## Task item
Reproduce the listing below word for word, from its first line through the line containing "positive clicks: (274, 194)", including both of those lines.
■ ■ ■ ■ ■
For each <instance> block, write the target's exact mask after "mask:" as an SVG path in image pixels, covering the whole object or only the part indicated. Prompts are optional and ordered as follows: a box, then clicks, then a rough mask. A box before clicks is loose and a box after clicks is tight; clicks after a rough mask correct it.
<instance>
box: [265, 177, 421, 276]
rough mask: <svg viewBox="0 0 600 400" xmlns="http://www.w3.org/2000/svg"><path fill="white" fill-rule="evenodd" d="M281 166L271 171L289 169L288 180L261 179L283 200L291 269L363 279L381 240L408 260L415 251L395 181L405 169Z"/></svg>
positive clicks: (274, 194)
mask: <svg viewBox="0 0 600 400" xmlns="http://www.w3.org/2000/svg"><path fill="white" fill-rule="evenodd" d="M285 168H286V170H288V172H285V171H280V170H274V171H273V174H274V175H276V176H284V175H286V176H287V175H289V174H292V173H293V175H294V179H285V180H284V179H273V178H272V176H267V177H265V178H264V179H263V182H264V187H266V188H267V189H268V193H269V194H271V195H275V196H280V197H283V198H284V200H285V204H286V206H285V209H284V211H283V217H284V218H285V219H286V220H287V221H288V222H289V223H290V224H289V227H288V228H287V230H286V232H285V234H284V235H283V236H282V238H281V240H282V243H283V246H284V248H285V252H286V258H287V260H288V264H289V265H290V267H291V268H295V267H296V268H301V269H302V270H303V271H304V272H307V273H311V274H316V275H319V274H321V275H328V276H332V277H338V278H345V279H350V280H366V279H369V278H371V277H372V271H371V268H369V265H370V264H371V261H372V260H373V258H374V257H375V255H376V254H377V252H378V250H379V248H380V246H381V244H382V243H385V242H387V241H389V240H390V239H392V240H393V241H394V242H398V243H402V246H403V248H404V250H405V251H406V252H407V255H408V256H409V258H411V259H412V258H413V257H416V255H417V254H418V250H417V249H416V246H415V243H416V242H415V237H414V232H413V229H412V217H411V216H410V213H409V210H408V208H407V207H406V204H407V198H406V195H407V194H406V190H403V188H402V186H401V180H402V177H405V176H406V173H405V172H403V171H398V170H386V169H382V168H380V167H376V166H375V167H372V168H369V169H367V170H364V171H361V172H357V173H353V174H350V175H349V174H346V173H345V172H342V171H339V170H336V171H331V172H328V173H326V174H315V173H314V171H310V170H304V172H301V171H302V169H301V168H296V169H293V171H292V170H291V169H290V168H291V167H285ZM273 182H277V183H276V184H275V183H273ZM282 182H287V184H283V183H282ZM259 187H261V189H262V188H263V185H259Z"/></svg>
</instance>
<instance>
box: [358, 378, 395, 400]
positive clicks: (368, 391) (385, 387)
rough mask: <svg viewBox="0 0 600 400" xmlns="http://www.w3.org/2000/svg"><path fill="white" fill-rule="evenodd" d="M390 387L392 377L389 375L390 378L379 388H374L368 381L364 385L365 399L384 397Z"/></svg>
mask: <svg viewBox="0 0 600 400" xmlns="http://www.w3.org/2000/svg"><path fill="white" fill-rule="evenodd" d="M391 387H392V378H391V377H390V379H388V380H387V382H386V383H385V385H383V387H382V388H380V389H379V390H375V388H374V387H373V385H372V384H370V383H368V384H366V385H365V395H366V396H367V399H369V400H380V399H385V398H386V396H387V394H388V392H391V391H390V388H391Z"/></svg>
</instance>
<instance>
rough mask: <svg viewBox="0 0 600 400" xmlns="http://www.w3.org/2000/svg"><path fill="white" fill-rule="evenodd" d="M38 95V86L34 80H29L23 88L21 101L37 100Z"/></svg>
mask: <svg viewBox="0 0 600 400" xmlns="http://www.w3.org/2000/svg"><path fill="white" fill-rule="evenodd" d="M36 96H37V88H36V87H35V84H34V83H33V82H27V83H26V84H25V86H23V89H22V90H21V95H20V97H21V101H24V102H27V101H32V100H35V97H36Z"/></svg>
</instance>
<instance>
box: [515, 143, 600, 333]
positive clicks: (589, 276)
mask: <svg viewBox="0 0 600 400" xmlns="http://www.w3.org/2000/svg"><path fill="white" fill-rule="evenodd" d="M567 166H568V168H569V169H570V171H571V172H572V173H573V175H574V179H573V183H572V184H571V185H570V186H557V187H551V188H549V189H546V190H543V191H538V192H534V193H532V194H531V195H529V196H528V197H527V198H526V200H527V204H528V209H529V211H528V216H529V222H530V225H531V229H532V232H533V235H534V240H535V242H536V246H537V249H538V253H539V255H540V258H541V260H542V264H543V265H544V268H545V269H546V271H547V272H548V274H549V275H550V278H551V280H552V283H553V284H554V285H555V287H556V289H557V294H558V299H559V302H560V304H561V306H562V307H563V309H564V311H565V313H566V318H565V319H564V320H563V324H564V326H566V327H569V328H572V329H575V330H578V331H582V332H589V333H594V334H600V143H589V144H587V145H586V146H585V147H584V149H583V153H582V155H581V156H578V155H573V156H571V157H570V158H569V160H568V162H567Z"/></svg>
■ ■ ■ ■ ■
## Written answer
For each <instance> block, write the target's exact mask after "mask:" as an SVG path in image pixels, covering the whole object or only the part indicated. Prompts are optional and ordered as follows: a box, then clicks, then a rough mask. A box before clicks is loose and a box after clicks is tight; clicks after a rough mask correct it.
<instance>
box: [265, 177, 421, 276]
rough mask: <svg viewBox="0 0 600 400" xmlns="http://www.w3.org/2000/svg"><path fill="white" fill-rule="evenodd" d="M281 166L271 171L289 169L288 180L261 179L283 200L291 269L363 279L381 240L408 260L415 251L395 181L405 169Z"/></svg>
positive clicks: (274, 194)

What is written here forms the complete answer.